§ **Work to complete**
Lines from the one containing "query | jacket zipper" through the end of the data are to be returned exactly, and no others.
──────── Provided records
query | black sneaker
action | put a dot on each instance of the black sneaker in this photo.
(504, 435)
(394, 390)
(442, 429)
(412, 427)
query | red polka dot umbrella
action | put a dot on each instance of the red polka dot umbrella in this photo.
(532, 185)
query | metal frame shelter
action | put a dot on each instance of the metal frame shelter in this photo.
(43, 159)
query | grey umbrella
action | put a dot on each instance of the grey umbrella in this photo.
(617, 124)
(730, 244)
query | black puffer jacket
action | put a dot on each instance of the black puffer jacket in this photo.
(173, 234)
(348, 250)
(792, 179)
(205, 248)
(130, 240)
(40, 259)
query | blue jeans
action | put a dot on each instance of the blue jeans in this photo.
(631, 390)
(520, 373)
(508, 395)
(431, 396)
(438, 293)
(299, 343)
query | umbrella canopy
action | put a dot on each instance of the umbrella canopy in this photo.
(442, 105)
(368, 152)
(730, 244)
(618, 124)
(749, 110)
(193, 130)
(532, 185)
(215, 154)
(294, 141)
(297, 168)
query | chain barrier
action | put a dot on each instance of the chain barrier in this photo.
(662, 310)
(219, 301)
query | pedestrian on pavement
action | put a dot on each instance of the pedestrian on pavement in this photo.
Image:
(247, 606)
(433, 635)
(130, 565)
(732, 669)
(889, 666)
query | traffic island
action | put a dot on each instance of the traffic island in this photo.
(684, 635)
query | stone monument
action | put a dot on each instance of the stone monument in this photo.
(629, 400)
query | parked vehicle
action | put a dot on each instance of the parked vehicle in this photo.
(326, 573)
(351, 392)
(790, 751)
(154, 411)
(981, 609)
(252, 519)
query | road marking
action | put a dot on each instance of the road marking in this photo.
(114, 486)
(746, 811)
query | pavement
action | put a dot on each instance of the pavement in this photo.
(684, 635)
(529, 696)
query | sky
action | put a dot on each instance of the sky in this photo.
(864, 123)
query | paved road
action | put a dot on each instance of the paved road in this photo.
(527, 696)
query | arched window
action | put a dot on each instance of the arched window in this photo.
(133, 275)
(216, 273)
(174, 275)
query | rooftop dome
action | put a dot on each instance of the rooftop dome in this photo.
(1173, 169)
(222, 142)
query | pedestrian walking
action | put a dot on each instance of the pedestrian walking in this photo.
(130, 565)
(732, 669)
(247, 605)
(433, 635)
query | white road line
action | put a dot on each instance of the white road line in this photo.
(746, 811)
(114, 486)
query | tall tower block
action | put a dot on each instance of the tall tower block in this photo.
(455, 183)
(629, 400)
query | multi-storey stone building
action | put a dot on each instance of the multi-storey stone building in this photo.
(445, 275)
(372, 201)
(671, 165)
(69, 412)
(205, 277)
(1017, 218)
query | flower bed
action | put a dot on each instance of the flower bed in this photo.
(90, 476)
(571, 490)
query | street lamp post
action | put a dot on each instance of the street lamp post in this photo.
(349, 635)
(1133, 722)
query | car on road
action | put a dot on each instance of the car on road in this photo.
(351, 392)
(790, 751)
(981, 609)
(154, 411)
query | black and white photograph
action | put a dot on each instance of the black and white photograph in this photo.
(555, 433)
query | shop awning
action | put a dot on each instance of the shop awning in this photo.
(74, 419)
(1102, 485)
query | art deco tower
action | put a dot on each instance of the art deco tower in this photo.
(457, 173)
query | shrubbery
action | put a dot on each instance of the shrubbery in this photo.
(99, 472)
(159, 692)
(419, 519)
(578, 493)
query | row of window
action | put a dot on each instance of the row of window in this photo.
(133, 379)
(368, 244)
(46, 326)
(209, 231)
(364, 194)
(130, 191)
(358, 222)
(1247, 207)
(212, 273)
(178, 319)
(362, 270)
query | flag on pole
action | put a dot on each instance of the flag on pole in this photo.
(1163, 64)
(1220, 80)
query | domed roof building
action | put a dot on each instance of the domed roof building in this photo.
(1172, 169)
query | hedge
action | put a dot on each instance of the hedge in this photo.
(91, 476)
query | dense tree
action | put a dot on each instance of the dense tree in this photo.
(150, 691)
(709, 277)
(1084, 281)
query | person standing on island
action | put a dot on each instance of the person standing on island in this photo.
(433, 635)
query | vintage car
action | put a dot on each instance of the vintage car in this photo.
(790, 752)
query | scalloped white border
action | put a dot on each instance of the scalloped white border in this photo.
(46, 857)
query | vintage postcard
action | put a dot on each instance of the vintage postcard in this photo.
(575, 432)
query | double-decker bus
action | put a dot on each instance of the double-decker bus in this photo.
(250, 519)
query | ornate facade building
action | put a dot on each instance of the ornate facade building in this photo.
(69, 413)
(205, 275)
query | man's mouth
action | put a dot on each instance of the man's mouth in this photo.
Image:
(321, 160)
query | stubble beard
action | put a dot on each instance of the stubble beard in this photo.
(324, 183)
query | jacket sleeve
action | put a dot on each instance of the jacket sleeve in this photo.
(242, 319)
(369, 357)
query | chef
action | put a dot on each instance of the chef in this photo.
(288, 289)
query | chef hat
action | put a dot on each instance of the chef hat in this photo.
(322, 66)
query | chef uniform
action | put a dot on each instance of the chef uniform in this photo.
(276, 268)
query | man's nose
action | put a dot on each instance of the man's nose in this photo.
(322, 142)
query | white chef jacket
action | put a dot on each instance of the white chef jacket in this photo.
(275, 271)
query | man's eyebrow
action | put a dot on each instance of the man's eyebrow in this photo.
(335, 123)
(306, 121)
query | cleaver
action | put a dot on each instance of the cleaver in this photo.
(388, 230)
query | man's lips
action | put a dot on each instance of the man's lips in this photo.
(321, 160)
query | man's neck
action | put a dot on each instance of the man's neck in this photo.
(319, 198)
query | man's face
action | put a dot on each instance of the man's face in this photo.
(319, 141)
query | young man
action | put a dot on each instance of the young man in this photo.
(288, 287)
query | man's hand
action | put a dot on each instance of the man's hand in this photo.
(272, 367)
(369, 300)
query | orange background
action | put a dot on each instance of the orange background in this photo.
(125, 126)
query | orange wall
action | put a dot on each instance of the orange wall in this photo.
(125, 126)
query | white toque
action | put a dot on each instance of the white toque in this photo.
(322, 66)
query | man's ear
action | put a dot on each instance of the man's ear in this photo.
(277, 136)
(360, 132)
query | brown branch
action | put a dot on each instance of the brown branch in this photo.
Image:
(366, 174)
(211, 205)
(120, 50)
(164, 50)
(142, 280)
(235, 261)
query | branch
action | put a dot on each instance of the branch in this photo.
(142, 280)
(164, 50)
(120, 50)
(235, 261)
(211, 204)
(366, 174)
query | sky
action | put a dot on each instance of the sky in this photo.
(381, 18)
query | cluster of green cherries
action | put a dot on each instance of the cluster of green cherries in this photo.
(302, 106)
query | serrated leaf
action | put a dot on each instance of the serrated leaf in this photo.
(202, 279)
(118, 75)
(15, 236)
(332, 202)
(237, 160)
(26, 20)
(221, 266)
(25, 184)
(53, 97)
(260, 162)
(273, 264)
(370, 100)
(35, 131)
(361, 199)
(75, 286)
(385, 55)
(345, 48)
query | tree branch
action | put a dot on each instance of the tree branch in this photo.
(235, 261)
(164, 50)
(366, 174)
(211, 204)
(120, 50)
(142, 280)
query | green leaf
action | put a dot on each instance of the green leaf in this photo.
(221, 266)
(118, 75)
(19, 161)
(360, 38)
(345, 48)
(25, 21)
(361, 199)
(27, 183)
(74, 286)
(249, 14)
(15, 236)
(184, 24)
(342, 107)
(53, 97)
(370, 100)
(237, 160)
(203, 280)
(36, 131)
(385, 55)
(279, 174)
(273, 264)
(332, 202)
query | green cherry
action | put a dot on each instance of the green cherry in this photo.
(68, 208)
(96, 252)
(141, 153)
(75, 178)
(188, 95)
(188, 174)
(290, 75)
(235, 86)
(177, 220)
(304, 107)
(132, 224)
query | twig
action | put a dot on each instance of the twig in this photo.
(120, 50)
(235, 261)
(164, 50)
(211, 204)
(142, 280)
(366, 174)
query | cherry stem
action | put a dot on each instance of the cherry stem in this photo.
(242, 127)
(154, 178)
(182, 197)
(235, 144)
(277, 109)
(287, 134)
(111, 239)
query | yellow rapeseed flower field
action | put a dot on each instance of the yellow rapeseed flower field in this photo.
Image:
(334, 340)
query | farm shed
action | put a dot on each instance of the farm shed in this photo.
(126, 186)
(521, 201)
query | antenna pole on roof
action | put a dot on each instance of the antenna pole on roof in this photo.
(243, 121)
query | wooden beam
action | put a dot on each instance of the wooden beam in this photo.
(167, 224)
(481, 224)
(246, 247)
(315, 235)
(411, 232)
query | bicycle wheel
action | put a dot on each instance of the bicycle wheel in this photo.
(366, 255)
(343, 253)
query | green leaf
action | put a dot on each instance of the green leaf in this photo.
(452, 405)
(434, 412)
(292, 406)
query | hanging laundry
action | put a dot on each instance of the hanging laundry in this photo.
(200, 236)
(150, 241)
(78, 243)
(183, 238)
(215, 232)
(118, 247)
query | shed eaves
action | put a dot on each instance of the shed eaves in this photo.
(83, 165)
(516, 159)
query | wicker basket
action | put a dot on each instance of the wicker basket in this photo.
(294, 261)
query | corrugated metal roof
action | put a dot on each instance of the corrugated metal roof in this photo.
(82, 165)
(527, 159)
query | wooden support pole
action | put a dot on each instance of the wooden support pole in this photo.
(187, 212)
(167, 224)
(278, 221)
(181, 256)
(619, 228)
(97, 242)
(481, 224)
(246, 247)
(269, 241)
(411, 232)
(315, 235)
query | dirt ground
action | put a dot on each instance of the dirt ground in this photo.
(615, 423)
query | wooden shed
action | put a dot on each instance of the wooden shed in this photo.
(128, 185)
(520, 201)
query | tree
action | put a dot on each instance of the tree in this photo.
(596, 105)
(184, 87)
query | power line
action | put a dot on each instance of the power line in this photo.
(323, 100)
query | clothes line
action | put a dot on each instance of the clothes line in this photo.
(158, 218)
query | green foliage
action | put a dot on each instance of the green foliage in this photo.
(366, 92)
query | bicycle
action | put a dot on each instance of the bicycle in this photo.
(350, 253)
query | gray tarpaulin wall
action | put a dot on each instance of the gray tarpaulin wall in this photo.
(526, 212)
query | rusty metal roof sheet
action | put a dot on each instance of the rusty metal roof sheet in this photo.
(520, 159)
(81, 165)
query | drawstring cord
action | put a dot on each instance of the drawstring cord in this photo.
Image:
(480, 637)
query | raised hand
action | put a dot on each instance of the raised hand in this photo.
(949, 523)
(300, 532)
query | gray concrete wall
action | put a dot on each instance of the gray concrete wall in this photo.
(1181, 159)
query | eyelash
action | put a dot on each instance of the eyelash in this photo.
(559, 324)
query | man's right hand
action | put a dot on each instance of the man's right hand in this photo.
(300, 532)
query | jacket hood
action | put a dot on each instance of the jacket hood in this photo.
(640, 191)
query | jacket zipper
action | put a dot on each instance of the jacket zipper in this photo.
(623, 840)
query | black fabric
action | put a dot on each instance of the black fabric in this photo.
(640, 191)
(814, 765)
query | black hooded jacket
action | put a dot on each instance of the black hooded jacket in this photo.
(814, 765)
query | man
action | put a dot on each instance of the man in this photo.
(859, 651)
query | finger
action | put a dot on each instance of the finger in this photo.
────────────────
§ **Task response**
query | jacket zipper
action | put a dot on each instance of the jacket zipper in this photo.
(623, 840)
query | black fabric
action | put a dot on each instance of the black fabric in this photo.
(640, 191)
(814, 765)
query | black hooded jacket
action | put a dot on each instance of the black hooded jacket in this photo.
(814, 765)
query | man
action | put a dot on each instance of the man in this photo.
(859, 651)
query | finger
action | put a dot on each instance of the finger in this photo.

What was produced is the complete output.